▸ **GIVEN RECORDS**
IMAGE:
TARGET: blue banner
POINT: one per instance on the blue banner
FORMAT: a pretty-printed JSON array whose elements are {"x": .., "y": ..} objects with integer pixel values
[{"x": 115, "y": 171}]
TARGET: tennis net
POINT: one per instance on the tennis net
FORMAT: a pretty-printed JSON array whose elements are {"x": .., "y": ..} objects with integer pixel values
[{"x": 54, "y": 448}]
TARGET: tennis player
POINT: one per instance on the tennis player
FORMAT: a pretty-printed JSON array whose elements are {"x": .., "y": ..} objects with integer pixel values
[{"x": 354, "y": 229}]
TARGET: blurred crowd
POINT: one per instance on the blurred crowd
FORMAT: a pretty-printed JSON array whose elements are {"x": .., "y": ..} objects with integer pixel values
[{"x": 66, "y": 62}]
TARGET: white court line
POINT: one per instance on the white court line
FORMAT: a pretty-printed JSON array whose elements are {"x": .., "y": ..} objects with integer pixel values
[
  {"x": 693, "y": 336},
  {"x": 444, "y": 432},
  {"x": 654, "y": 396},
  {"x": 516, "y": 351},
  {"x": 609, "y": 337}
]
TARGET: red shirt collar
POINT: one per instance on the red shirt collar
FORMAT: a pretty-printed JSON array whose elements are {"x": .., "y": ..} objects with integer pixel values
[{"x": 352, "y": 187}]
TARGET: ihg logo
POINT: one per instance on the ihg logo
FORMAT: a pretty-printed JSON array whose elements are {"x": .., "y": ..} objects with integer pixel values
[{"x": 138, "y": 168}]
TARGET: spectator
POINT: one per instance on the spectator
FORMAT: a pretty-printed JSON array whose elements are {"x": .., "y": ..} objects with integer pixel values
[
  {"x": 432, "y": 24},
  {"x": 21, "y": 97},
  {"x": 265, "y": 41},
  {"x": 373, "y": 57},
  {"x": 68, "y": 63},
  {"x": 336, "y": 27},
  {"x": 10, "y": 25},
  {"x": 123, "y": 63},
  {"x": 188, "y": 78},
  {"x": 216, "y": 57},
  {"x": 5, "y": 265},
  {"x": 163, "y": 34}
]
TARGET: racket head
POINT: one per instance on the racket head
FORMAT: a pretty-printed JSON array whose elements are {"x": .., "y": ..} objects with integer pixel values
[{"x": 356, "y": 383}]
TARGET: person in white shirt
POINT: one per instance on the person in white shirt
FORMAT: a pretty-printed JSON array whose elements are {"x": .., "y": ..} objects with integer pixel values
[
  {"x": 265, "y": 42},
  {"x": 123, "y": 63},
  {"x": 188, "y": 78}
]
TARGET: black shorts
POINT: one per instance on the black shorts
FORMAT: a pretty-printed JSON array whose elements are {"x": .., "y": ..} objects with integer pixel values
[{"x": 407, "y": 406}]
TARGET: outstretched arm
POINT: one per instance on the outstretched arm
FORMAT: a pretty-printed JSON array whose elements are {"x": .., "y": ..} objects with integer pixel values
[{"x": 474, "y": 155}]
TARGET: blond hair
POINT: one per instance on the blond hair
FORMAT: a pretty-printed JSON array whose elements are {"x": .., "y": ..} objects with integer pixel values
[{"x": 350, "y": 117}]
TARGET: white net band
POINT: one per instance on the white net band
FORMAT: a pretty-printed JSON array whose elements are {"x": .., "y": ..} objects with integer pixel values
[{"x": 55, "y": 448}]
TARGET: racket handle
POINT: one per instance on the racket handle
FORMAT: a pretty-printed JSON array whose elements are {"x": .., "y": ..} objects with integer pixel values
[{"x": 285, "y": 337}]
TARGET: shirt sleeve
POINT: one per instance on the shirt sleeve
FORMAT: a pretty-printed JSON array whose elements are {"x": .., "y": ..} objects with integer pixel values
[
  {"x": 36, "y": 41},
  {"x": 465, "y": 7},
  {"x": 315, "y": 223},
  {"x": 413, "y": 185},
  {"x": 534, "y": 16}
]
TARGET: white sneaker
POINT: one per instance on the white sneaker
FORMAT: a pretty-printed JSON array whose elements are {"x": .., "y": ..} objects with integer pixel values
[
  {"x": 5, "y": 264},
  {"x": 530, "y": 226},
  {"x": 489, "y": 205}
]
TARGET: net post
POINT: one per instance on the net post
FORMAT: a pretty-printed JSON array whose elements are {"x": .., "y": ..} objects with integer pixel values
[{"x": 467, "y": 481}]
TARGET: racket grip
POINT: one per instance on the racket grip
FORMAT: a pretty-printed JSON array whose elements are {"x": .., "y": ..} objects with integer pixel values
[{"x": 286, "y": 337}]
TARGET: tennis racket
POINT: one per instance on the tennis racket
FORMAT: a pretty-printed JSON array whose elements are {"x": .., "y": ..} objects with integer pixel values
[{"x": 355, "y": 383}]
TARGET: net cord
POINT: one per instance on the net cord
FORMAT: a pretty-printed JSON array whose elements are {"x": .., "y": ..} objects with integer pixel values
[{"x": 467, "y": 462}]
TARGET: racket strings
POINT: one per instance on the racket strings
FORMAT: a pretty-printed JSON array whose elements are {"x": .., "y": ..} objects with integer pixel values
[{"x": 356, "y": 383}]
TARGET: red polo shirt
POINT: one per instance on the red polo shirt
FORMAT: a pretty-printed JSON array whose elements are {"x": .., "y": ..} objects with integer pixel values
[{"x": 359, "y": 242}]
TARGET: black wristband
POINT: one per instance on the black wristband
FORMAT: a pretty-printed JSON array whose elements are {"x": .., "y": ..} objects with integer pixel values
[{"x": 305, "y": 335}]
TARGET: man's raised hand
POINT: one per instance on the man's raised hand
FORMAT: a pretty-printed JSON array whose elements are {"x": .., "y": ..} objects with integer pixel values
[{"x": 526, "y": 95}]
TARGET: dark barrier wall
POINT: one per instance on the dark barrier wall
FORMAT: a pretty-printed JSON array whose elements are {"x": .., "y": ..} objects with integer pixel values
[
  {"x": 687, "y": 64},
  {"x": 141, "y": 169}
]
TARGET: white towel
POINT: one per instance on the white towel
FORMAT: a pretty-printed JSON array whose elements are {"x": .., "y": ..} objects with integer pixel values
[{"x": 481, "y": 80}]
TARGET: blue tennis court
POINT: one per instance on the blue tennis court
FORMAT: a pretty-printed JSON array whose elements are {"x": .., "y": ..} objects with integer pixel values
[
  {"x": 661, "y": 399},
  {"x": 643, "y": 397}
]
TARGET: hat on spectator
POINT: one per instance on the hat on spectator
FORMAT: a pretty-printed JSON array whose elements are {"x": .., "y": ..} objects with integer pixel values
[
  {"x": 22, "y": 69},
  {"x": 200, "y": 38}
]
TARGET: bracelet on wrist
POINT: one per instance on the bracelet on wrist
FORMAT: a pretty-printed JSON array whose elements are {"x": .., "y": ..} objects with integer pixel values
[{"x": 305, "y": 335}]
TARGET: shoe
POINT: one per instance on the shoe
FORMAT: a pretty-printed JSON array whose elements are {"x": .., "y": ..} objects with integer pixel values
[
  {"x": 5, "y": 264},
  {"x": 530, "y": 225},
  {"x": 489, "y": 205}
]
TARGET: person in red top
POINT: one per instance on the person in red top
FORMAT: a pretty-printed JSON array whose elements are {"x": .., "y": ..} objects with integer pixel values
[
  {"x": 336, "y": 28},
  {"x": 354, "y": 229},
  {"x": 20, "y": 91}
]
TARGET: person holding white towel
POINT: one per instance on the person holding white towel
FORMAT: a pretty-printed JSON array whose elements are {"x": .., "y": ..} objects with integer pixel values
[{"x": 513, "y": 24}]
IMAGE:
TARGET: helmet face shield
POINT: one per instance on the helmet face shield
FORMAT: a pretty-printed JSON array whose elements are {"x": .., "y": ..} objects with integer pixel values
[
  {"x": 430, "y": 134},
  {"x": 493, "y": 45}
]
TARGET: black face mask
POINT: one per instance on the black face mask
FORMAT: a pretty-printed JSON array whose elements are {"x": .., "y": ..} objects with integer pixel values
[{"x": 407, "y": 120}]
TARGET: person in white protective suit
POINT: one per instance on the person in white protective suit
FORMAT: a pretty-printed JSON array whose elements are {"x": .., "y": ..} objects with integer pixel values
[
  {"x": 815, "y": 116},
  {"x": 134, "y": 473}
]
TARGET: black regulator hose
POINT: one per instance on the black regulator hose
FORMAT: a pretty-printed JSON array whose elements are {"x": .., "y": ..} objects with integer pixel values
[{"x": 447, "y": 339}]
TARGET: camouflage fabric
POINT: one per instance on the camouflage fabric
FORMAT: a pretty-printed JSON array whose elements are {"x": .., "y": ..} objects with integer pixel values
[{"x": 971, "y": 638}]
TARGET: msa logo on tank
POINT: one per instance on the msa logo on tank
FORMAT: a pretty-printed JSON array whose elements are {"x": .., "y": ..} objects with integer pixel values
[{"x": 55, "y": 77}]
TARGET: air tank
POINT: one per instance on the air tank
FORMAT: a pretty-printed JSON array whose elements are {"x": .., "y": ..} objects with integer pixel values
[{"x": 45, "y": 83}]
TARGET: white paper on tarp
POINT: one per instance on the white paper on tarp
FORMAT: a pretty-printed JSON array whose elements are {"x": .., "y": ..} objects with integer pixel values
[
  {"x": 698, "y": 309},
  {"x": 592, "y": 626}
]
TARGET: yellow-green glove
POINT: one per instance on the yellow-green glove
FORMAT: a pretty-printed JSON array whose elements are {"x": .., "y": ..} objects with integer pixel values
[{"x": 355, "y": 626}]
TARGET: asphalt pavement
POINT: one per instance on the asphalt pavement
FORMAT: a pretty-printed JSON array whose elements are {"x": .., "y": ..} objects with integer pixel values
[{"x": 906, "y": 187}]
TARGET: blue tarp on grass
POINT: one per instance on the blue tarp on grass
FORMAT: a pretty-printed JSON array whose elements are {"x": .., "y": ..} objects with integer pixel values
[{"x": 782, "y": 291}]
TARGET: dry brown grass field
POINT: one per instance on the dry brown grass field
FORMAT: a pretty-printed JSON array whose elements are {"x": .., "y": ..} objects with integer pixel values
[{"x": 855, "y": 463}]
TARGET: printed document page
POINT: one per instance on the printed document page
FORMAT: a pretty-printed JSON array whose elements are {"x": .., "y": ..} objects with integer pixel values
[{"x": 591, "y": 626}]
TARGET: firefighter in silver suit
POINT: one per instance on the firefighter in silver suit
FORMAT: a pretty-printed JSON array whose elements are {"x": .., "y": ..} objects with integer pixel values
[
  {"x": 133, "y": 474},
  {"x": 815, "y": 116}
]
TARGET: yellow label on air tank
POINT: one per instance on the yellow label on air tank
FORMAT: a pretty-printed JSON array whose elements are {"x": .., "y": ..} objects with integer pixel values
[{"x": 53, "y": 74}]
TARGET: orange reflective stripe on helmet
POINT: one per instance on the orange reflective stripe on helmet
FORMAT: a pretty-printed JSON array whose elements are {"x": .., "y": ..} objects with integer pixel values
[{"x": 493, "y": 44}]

▸ **TASK BRIEF**
Write the lines out verbatim, from the one with "TARGET: dry brown grass field" through the last line of the entries, and stop there.

▸ **FULL OUTPUT**
TARGET: dry brown grass field
POINT: one per instance on the dry brown grass field
FORMAT: a pretty-printed JSON array whose elements are {"x": .., "y": ..} objects with integer pixel values
[{"x": 855, "y": 463}]
TARGET: printed document page
POINT: one per instance on the printed document page
FORMAT: a pretty-printed JSON array whose elements are {"x": .., "y": ..} objects with integer pixel values
[{"x": 591, "y": 626}]
TARGET: firefighter in silver suit
POINT: one per instance on the firefighter in silver suit
FORMAT: a pretty-printed JSON array whose elements are {"x": .., "y": ..} objects with integer pixel values
[
  {"x": 133, "y": 474},
  {"x": 815, "y": 116}
]
TARGET: yellow label on air tank
POINT: one per instance on the yellow label on air tank
FORMAT: a pretty-printed JSON array whose elements are {"x": .., "y": ..} objects with integer pixel values
[{"x": 53, "y": 74}]
TARGET: orange reflective stripe on helmet
POINT: one per instance on the orange reflective stripe on helmet
FORMAT: a pretty-printed JSON array whose elements are {"x": .., "y": ..} objects with integer pixel values
[{"x": 493, "y": 44}]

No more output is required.